[Data pulled from a collection]
──────────────────────────────
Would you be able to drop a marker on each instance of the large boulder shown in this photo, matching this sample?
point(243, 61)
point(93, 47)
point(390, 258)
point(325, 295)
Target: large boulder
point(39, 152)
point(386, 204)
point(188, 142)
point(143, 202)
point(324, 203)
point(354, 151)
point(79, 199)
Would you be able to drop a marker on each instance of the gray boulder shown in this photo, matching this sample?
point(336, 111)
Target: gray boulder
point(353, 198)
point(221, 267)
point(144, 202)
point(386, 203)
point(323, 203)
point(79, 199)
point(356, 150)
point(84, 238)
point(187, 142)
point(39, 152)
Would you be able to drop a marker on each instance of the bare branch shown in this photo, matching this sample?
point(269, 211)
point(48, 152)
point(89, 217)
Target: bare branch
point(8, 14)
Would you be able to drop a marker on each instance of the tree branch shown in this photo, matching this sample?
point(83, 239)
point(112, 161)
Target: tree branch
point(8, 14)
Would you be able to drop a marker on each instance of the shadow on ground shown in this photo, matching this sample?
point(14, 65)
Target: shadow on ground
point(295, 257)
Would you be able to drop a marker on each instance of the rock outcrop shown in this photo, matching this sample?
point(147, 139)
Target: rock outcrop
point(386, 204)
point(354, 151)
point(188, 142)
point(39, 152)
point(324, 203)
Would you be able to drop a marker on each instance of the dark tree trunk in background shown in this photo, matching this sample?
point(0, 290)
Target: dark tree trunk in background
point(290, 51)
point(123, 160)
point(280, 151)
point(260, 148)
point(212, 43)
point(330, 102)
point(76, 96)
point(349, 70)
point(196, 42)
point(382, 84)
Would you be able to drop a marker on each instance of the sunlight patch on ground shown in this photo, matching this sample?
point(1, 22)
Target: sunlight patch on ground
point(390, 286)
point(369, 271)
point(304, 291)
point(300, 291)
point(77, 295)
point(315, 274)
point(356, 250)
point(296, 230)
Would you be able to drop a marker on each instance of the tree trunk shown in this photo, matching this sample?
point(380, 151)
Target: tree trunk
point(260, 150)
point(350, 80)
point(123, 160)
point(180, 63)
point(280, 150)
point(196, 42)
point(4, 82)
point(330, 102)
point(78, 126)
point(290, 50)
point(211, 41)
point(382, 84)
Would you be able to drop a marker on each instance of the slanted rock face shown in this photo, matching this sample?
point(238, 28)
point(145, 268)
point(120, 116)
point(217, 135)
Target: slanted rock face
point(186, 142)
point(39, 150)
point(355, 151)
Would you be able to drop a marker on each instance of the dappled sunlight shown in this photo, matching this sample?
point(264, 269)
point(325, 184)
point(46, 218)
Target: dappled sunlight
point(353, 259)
──────────────────────────────
— Instruction —
Copy every line above without any change.

— Result —
Would you be able to drop a marker on each instance of the large boulder shown in this photo, matching this sample?
point(243, 61)
point(93, 47)
point(390, 258)
point(325, 295)
Target: large boulder
point(39, 152)
point(386, 204)
point(188, 142)
point(143, 202)
point(324, 203)
point(354, 151)
point(79, 199)
Would you be able to drop a marker on each instance of the gray boulder shown in this photo, matching this sample?
point(336, 111)
Target: gray boulder
point(353, 198)
point(221, 267)
point(144, 202)
point(386, 203)
point(323, 203)
point(79, 199)
point(356, 150)
point(84, 238)
point(187, 142)
point(39, 152)
Would you be able to drop a marker on each instance of the bare branch shown in this photo, matching this sample?
point(269, 211)
point(48, 152)
point(89, 217)
Target: bare branch
point(8, 14)
Would you be able to drop a marker on each instance of the tree branch shown in this photo, matching this sample?
point(83, 239)
point(112, 161)
Target: tree branch
point(8, 14)
Would you be able to drop a marker on each instance of the shadow on ground shown in this photo, matching this sample?
point(14, 65)
Target: shadow on ground
point(295, 257)
Would you be able to drop a marker on each instance of the rock outcrop shown in this photo, matching this sample?
point(147, 139)
Target: rock outcrop
point(386, 204)
point(354, 151)
point(188, 142)
point(39, 152)
point(324, 203)
Would you be able to drop a marker on each instance of the dark tree trunk in background shown in this photo, matching this sample?
point(0, 290)
Target: dark tree trunk in background
point(290, 51)
point(123, 160)
point(280, 151)
point(260, 148)
point(212, 43)
point(330, 102)
point(76, 96)
point(349, 70)
point(196, 42)
point(382, 84)
Would you be able to drop a marker on each instance of the sunlight patch on ground shown in this photo, matching this sample?
point(1, 22)
Target: sunlight patch on ground
point(390, 286)
point(369, 271)
point(304, 291)
point(300, 291)
point(77, 295)
point(315, 274)
point(356, 250)
point(296, 230)
Would you be able to drop a marker on each instance of the tree trunk shown in this photo, matching this sample?
point(380, 151)
Target: tree trunk
point(260, 150)
point(350, 80)
point(123, 160)
point(180, 63)
point(280, 150)
point(196, 42)
point(4, 82)
point(330, 102)
point(78, 126)
point(290, 50)
point(211, 41)
point(382, 84)
Would you be able to drop a marker on each instance of the slanted rock face shown in this photo, matching this sample?
point(238, 28)
point(145, 268)
point(120, 116)
point(217, 135)
Target: slanted rock face
point(186, 142)
point(39, 150)
point(355, 151)
Would you be able to drop a marker on each instance of the dappled sunlight shown in this photo, matching this sample?
point(264, 269)
point(325, 184)
point(46, 218)
Target: dappled sunlight
point(353, 259)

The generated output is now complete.